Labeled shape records
==============================

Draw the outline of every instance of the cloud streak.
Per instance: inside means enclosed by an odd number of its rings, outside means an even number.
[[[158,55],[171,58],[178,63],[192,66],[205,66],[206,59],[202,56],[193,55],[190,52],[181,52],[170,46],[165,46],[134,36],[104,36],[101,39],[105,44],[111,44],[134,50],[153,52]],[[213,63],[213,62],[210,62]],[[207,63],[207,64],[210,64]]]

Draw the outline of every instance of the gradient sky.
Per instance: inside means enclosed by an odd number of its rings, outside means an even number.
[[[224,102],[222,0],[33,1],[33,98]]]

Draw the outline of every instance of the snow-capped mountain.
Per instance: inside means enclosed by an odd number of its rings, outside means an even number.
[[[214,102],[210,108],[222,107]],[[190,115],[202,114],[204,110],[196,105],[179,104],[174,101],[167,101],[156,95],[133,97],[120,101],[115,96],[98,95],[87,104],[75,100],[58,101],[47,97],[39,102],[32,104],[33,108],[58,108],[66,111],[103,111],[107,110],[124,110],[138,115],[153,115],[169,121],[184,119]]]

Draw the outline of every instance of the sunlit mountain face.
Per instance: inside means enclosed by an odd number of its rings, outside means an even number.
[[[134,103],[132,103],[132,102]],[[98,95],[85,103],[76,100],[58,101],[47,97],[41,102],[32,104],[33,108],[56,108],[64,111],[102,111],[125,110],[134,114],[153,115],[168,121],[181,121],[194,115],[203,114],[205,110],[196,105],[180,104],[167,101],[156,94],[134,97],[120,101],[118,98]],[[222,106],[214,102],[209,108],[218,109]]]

==============================

Update the part of the records that starts with the line containing "Draw the outline of every instance of the sunlit" and runs through the end of the records, replacing "outline" with "contour" and keeping everything else the same. Give back only those lines.

Draw the contour of every instance of the sunlit mountain face.
Per instance: inside means enclosed by an odd number of its rings, outside means an even number.
[[[134,103],[132,103],[132,102]],[[98,95],[85,103],[76,100],[58,101],[47,97],[41,102],[32,104],[33,108],[56,108],[64,111],[102,111],[125,110],[134,114],[153,115],[168,121],[181,121],[194,115],[203,114],[205,110],[196,105],[180,104],[167,101],[156,94],[134,97],[120,101],[118,98]],[[222,106],[214,102],[209,108],[218,109]]]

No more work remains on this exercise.